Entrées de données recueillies
# # # #

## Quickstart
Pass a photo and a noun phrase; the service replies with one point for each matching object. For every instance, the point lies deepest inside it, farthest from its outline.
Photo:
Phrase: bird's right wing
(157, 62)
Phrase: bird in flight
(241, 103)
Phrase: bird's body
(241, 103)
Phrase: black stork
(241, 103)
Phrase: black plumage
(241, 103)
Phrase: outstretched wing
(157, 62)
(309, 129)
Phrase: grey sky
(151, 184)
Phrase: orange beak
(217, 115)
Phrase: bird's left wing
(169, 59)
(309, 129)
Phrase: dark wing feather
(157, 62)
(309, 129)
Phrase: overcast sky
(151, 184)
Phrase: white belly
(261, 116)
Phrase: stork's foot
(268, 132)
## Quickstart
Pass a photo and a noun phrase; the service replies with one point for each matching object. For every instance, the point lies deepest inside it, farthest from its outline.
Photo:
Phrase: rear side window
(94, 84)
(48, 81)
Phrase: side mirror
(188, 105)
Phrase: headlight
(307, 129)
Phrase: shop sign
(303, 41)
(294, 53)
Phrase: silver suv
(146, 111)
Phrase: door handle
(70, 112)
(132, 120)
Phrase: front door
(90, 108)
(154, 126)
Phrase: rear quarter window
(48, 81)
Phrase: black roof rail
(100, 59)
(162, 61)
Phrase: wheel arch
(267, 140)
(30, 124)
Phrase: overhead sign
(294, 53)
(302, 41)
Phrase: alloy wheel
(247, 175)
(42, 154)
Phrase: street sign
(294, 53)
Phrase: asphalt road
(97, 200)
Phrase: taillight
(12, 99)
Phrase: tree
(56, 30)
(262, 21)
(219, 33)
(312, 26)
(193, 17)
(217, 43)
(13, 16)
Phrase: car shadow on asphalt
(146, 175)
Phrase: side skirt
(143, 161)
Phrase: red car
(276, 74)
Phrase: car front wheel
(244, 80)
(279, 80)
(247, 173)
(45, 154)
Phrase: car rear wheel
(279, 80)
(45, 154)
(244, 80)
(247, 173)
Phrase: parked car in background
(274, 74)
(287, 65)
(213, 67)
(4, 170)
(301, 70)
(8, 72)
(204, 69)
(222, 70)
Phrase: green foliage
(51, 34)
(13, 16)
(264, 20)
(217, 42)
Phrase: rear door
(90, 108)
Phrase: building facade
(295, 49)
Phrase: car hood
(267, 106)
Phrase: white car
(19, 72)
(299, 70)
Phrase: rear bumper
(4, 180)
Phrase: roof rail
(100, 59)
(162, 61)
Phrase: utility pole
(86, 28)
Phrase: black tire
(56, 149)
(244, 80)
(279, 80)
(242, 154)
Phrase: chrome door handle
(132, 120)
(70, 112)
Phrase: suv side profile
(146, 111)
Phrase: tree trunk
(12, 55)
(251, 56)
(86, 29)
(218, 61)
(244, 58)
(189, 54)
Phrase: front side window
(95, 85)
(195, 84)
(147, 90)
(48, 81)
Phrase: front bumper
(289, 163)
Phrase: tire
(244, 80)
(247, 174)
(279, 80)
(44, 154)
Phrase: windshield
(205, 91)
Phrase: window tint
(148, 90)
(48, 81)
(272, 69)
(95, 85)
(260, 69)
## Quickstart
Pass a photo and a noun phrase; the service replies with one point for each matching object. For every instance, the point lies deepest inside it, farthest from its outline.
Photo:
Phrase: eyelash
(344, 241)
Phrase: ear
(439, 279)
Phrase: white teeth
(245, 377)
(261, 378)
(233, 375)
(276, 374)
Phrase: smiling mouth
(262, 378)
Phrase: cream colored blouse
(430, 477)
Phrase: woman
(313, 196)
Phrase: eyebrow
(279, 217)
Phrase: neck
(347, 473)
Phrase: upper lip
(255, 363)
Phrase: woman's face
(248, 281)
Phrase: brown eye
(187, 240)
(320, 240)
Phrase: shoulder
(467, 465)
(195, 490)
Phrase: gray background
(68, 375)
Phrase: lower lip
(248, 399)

# # # #

## [ÉNONCÉ]
Présentez sous forme de liste JSON de chaînes la partie qui commence à la ligne contenant « Phrase: woman's face » et se termine à la dernière ligne, ces deux lignes comprises. Mettez une chaîne par ligne et omettez les lignes vides.

## [CORRIGÉ]
[
  "Phrase: woman's face",
  "(248, 281)",
  "Phrase: brown eye",
  "(187, 240)",
  "(320, 240)",
  "Phrase: shoulder",
  "(467, 465)",
  "(195, 490)",
  "Phrase: gray background",
  "(68, 375)",
  "Phrase: lower lip",
  "(248, 399)"
]